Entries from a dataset
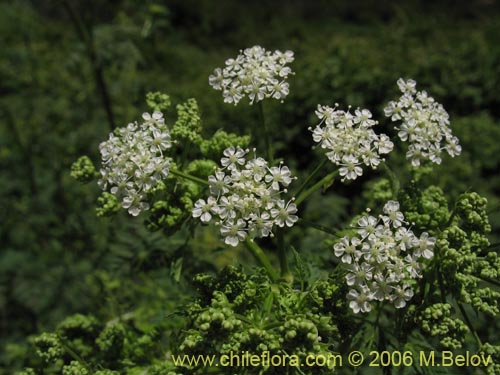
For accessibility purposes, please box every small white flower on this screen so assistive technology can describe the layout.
[98,111,172,216]
[384,78,462,167]
[208,46,294,105]
[334,201,435,314]
[192,146,298,246]
[312,105,394,181]
[220,219,247,246]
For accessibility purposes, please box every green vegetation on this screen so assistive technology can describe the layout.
[0,0,500,375]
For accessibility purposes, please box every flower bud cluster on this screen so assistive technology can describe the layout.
[334,201,435,314]
[98,111,172,216]
[193,146,298,246]
[419,303,469,349]
[384,78,462,167]
[310,105,394,180]
[208,46,294,105]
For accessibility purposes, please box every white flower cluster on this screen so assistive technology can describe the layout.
[309,104,394,180]
[384,78,462,167]
[193,146,298,246]
[208,46,294,105]
[98,111,172,216]
[334,201,436,314]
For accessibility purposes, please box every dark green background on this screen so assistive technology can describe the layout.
[0,0,500,374]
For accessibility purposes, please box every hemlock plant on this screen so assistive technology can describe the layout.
[23,46,500,375]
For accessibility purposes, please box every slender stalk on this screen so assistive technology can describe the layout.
[277,228,292,282]
[458,302,483,348]
[380,162,400,199]
[62,0,116,130]
[295,158,328,196]
[245,237,278,281]
[170,169,208,186]
[478,276,500,286]
[297,218,341,238]
[295,170,339,206]
[258,100,274,164]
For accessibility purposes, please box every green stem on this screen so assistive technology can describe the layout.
[458,302,483,348]
[245,237,278,280]
[295,170,339,206]
[277,228,292,282]
[259,100,274,164]
[298,218,341,238]
[295,158,328,196]
[477,276,500,286]
[170,169,208,186]
[380,162,400,199]
[57,335,94,373]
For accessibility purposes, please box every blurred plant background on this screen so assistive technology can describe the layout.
[0,0,500,374]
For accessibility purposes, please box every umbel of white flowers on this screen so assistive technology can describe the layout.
[334,201,436,314]
[384,78,462,167]
[208,46,294,105]
[98,111,172,216]
[192,146,298,246]
[309,104,394,180]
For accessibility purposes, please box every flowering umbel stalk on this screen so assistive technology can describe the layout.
[334,201,436,314]
[193,147,298,246]
[208,46,294,105]
[98,111,172,216]
[310,105,394,180]
[384,78,462,167]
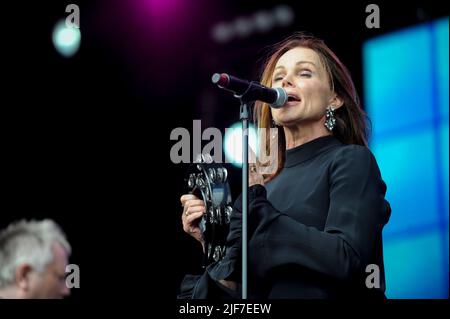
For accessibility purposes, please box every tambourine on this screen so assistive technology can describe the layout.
[185,154,233,267]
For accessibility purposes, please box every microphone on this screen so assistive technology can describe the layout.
[211,73,288,108]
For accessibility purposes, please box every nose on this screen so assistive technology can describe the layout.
[281,74,294,88]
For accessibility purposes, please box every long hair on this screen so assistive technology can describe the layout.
[254,32,368,181]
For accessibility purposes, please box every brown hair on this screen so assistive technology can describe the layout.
[254,32,368,181]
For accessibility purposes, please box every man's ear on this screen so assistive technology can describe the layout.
[328,93,344,110]
[16,264,33,290]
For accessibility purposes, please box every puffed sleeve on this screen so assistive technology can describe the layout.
[235,145,390,280]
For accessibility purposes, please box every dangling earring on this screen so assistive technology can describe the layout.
[325,106,336,131]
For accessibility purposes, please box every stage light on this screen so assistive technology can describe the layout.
[223,122,257,167]
[52,20,81,58]
[211,5,295,43]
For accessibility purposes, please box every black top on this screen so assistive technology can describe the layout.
[182,136,391,298]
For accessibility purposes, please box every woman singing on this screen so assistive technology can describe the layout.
[181,34,391,299]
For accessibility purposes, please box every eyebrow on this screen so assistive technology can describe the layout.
[274,61,317,71]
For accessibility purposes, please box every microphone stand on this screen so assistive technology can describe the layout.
[234,82,256,299]
[239,98,249,299]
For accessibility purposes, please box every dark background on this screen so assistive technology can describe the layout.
[0,0,448,300]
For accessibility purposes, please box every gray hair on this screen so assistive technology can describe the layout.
[0,219,72,288]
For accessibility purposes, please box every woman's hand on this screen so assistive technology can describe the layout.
[180,194,205,250]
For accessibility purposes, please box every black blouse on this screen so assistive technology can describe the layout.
[182,136,391,298]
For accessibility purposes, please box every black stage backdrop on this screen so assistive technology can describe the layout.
[0,0,448,316]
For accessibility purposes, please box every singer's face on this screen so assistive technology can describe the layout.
[272,47,333,127]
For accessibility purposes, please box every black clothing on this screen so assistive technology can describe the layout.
[181,136,391,298]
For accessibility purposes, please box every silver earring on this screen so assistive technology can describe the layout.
[325,106,336,131]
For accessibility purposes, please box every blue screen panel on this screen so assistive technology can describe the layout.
[363,27,433,135]
[363,17,449,298]
[372,128,439,239]
[384,231,448,299]
[433,18,449,121]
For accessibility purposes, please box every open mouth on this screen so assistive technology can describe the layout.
[287,94,300,102]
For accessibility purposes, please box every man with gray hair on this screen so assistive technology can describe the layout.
[0,219,71,299]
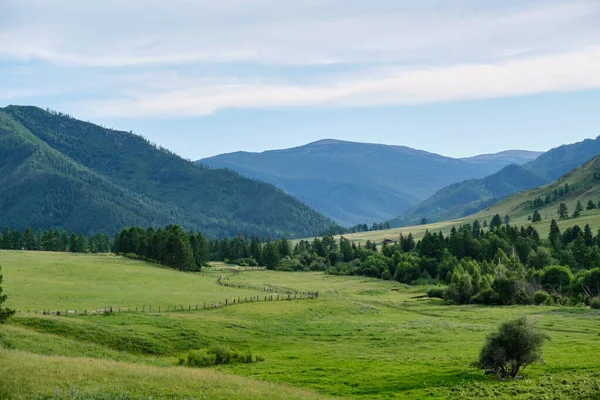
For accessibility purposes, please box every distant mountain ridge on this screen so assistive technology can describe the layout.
[390,136,600,227]
[197,139,538,226]
[462,150,544,165]
[473,155,600,223]
[0,106,333,237]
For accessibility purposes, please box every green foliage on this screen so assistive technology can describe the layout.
[533,290,550,306]
[179,344,264,368]
[478,317,550,379]
[0,266,15,324]
[558,203,569,219]
[0,106,334,237]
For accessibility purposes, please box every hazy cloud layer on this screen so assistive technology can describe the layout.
[0,0,600,117]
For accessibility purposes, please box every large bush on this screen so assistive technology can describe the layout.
[179,344,263,368]
[0,266,15,324]
[477,317,550,379]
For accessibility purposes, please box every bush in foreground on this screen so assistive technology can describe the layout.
[0,266,15,324]
[476,317,550,379]
[179,344,264,368]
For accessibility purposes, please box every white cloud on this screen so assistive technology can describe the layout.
[72,48,600,118]
[0,0,600,117]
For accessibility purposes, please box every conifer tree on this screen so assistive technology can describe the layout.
[23,226,37,250]
[558,203,569,219]
[573,200,583,218]
[0,266,15,324]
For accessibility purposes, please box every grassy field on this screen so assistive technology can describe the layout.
[0,251,256,311]
[300,206,600,244]
[0,252,600,399]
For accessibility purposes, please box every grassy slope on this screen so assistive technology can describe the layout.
[0,250,256,312]
[0,252,600,399]
[198,140,528,225]
[308,157,600,243]
[0,106,332,237]
[390,137,600,226]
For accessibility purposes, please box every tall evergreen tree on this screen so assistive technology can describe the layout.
[263,240,281,269]
[0,266,15,324]
[558,203,569,219]
[279,237,292,258]
[573,200,583,218]
[23,226,37,251]
[586,200,596,211]
[490,214,502,231]
[548,219,560,245]
[0,226,13,250]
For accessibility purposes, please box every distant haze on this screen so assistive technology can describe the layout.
[0,0,600,160]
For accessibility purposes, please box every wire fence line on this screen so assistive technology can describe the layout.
[12,276,319,317]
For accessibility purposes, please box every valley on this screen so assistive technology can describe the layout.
[0,251,600,399]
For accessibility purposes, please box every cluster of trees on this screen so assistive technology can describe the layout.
[529,183,575,209]
[0,227,111,253]
[0,266,15,324]
[114,215,600,305]
[527,200,600,222]
[321,221,392,235]
[114,225,210,271]
[199,215,600,305]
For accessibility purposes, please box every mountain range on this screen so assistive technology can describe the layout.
[0,106,333,237]
[390,137,600,227]
[197,139,541,226]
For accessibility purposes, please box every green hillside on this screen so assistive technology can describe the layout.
[0,251,600,400]
[198,139,539,226]
[473,152,600,224]
[326,156,600,247]
[0,106,332,236]
[390,137,600,226]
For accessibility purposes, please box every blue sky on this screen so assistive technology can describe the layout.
[0,0,600,159]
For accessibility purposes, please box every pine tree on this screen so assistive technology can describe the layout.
[490,214,502,231]
[573,200,583,218]
[558,203,569,219]
[23,226,37,250]
[263,241,280,269]
[548,219,560,245]
[0,226,13,250]
[69,232,78,253]
[279,237,292,258]
[583,224,594,246]
[586,200,596,211]
[0,266,15,324]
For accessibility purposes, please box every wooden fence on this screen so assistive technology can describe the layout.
[17,276,319,317]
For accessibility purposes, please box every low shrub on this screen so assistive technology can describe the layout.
[186,350,217,368]
[471,288,498,305]
[533,290,550,306]
[179,344,264,368]
[427,286,446,299]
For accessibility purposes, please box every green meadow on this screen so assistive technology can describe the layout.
[0,251,600,399]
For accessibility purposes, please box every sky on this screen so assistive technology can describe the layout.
[0,0,600,160]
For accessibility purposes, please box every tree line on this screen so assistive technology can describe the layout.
[0,227,111,253]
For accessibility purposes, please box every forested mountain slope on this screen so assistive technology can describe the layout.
[390,137,600,226]
[198,139,538,225]
[0,106,332,237]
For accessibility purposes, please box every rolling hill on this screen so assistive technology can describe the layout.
[0,106,333,237]
[473,152,600,225]
[390,136,600,226]
[197,139,539,225]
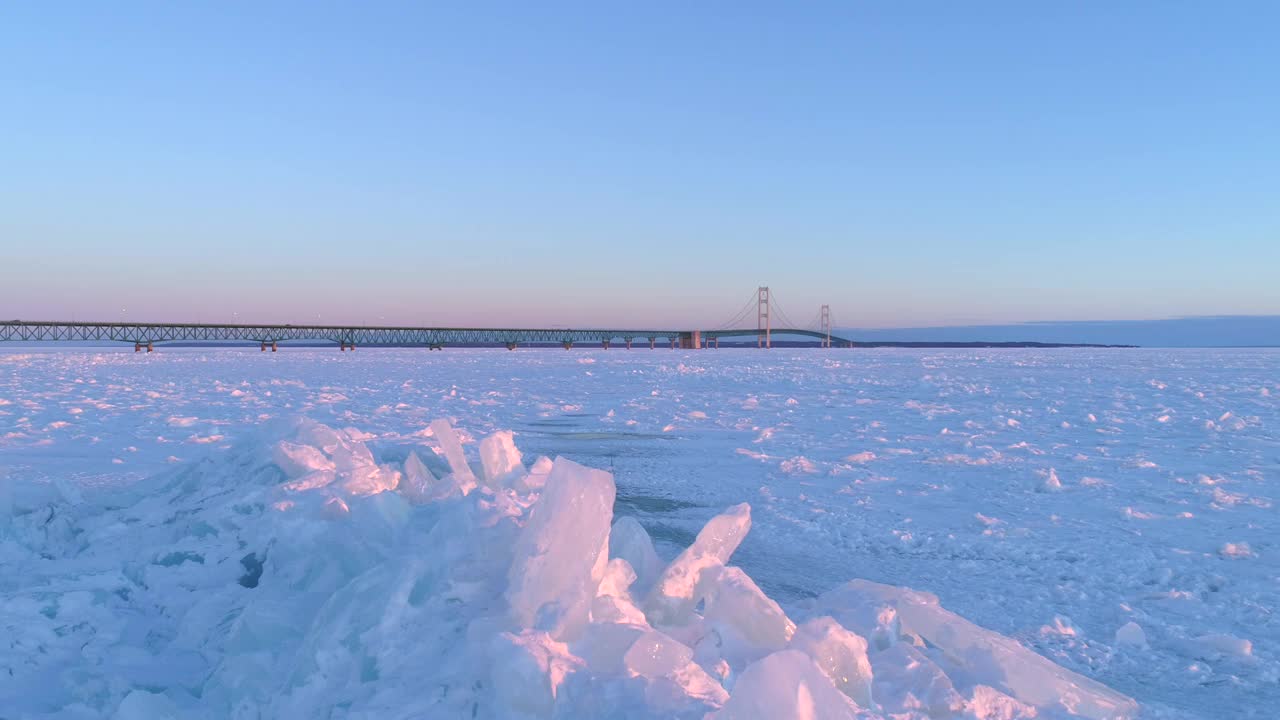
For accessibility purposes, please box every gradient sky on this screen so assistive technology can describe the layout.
[0,0,1280,328]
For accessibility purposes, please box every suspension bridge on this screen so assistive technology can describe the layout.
[0,286,854,352]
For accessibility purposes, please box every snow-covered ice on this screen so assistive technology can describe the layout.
[0,348,1280,719]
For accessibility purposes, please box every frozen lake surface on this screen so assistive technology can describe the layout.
[0,347,1280,719]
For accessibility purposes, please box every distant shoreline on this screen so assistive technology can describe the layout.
[0,341,1144,352]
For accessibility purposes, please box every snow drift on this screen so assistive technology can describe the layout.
[0,420,1138,720]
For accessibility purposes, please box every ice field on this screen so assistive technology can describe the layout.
[0,346,1280,720]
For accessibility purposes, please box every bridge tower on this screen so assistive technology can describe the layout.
[822,305,831,347]
[755,286,773,347]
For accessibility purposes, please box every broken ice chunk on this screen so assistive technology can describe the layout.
[644,502,751,625]
[480,430,525,488]
[623,630,694,678]
[707,650,861,720]
[609,516,662,597]
[1116,621,1147,647]
[817,580,1138,720]
[507,457,616,639]
[591,557,648,625]
[431,420,476,487]
[791,609,876,710]
[489,630,582,717]
[705,568,796,667]
[399,450,436,505]
[271,439,334,480]
[623,630,728,706]
[870,643,964,717]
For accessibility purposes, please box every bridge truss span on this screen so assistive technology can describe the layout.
[0,320,851,350]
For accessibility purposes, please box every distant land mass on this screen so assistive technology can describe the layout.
[832,315,1280,347]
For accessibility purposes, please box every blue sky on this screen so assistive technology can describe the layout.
[0,1,1280,328]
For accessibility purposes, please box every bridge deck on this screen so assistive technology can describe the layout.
[0,320,850,347]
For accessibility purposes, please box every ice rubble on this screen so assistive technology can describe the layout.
[0,420,1141,720]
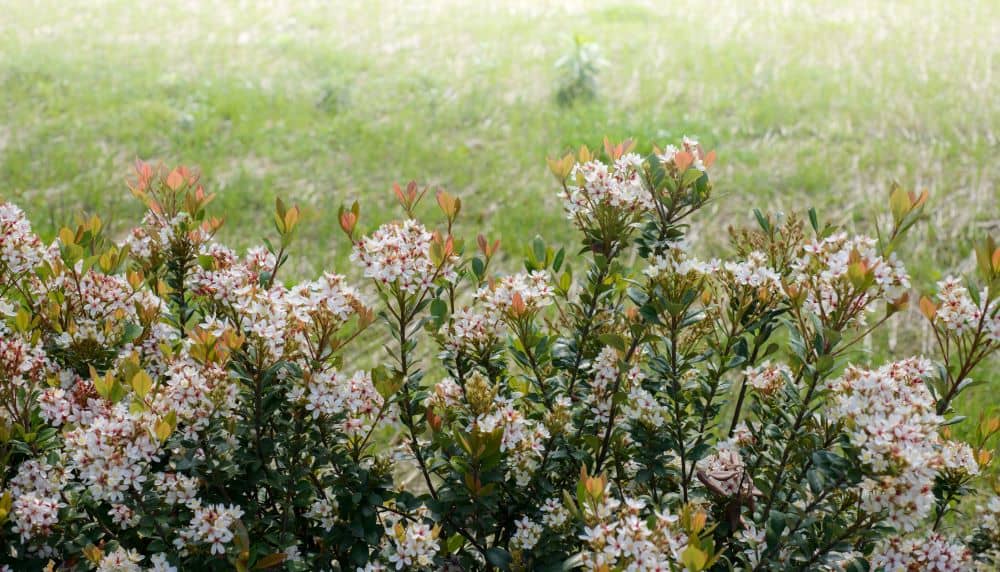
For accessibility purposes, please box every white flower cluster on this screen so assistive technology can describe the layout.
[288,369,393,438]
[467,397,550,486]
[0,202,46,284]
[174,504,243,554]
[871,533,972,572]
[792,232,910,322]
[656,135,707,172]
[743,361,792,396]
[697,450,758,497]
[643,240,721,279]
[722,250,782,293]
[542,498,570,529]
[97,547,177,572]
[189,243,277,304]
[934,276,1000,343]
[64,403,160,502]
[476,271,553,317]
[622,384,669,427]
[828,358,960,531]
[445,308,503,352]
[510,517,544,550]
[580,492,687,572]
[153,473,201,509]
[161,360,239,437]
[0,335,50,388]
[562,153,653,220]
[351,219,456,294]
[38,272,163,353]
[10,459,68,541]
[382,522,440,570]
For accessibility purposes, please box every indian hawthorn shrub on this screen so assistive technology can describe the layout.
[0,139,1000,571]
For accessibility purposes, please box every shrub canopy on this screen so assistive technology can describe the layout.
[0,139,1000,571]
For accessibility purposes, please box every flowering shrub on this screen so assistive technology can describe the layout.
[0,139,1000,571]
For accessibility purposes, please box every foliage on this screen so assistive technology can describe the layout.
[0,138,1000,571]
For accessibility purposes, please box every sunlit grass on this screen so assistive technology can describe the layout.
[0,0,1000,450]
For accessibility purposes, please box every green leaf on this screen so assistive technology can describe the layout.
[486,546,511,570]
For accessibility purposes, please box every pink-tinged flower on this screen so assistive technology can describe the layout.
[351,219,457,294]
[174,504,243,555]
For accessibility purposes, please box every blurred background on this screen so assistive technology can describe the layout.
[0,0,1000,432]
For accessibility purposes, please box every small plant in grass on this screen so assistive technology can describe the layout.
[556,34,604,106]
[0,139,1000,571]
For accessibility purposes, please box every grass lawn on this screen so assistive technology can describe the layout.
[0,0,1000,444]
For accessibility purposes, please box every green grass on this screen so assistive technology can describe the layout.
[0,0,1000,442]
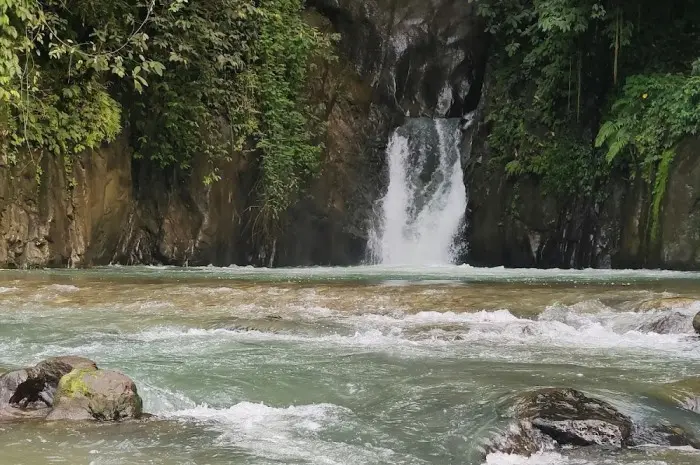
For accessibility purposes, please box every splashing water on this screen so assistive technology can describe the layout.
[369,118,474,265]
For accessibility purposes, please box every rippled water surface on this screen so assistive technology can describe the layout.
[0,267,700,465]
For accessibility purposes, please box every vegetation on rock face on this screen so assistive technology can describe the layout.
[0,0,331,230]
[477,0,700,237]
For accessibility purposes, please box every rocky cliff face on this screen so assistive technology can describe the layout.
[0,0,700,269]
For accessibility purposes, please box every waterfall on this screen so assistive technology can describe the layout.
[369,118,469,265]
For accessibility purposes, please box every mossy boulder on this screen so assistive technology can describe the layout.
[0,356,97,416]
[46,367,143,421]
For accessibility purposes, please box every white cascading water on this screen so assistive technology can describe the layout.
[369,118,474,265]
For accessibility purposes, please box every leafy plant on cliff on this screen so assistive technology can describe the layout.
[476,0,700,239]
[0,0,332,231]
[596,74,700,239]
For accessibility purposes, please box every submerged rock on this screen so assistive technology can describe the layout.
[0,356,97,416]
[637,312,691,334]
[46,367,143,421]
[486,388,632,456]
[652,377,700,413]
[484,421,558,457]
[630,424,700,449]
[515,389,632,447]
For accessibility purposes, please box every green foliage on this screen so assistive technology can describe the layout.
[596,74,700,239]
[0,0,332,230]
[477,0,700,236]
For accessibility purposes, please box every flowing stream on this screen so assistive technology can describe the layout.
[0,266,700,465]
[369,118,467,265]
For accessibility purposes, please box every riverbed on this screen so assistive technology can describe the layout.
[0,266,700,465]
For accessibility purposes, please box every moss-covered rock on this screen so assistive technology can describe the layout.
[0,356,97,410]
[46,368,143,421]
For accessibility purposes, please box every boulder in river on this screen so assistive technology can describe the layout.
[515,388,632,447]
[631,424,700,449]
[637,311,691,334]
[486,388,633,455]
[0,356,97,416]
[46,368,143,421]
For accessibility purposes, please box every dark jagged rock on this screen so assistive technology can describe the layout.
[484,421,558,457]
[486,388,633,455]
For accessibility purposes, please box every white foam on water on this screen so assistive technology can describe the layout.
[483,452,573,465]
[166,402,394,465]
[42,284,80,292]
[369,119,467,265]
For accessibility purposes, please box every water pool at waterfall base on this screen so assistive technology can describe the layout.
[0,266,700,465]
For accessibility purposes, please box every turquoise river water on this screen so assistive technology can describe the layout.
[0,266,700,465]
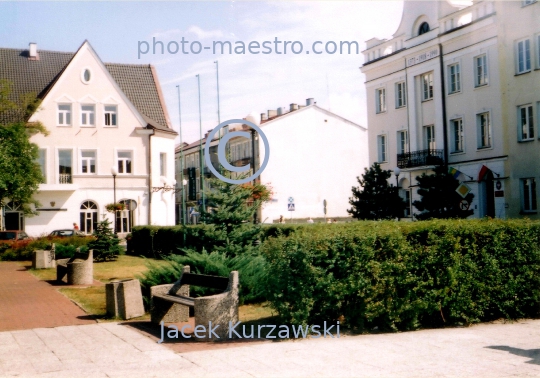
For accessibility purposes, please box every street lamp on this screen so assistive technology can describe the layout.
[111,165,118,235]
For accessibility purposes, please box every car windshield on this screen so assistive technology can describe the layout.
[0,232,17,240]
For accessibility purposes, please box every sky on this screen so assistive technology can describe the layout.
[0,0,403,142]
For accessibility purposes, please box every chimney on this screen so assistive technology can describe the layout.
[28,42,39,60]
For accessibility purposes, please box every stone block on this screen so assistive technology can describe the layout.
[32,249,56,269]
[105,279,144,320]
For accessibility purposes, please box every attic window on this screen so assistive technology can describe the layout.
[418,22,429,35]
[81,68,92,84]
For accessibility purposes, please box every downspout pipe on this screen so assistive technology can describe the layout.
[439,43,448,168]
[147,130,155,226]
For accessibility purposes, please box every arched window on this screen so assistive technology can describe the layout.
[116,199,137,232]
[418,22,429,35]
[80,201,98,235]
[0,201,24,231]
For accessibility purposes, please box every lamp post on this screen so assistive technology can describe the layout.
[111,166,118,235]
[394,167,401,220]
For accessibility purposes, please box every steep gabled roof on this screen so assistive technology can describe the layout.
[0,44,173,132]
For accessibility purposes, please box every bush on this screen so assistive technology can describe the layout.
[139,250,266,305]
[262,220,540,330]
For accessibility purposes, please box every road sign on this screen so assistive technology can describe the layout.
[456,183,471,198]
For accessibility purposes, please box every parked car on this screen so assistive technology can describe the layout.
[49,228,86,238]
[0,230,32,247]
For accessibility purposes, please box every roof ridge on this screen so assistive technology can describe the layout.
[0,47,75,55]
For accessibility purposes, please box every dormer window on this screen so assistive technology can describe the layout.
[418,22,429,35]
[81,68,92,84]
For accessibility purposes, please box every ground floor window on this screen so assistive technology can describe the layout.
[80,201,98,235]
[115,199,137,233]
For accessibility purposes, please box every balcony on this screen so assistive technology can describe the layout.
[397,149,444,168]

*Problem details*.
Copy the entries above word for word, starting with the line that contains "For accessibility purposes, please box every long" and continuing through the line that contains "[235,145,390,280]".

*Complete response*.
For accessibility purposes, please box every long hair on this screen so assistive technology can describe the layout.
[254,32,368,181]
For accessibility purposes, please box every brown hair on this screen so assistive technology can describe the layout.
[254,32,368,181]
For accessibility purposes, please box every man's ear on this screen so assistive technology can describe the layout.
[328,93,344,110]
[16,264,33,290]
For accessibility purposes, please box every puffed sleeve on this screen so assistive technology can describe the layout.
[235,145,390,280]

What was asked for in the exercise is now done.